◆ Exercise details:
Turn each line of the items below into an entry in a numbered list, skipping blank lines and leaving the pictures out.

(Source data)
****************************************

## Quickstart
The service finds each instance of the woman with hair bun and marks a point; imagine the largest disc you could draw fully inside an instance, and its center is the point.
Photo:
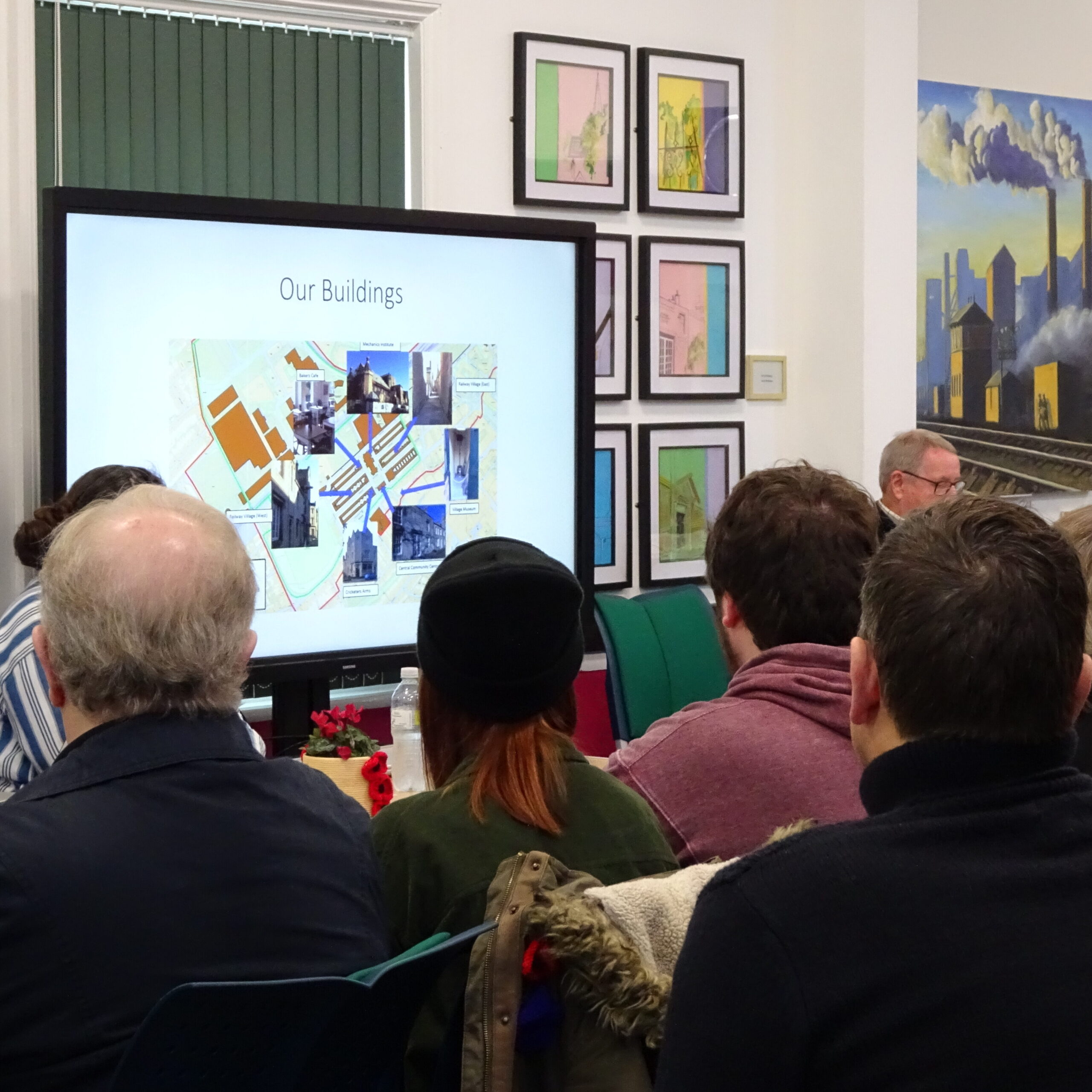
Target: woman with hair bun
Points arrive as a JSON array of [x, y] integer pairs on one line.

****************************************

◆ Response to the task:
1. ## Quickstart
2. The service finds each instance of the woman with hair bun and marks a point; imagine the largest disc you could draw fully inside an instance, and its center is the point.
3. Photo:
4. Target: woman with hair bun
5. Points arrive as a JSON array of [x, y] integer pairs on one line.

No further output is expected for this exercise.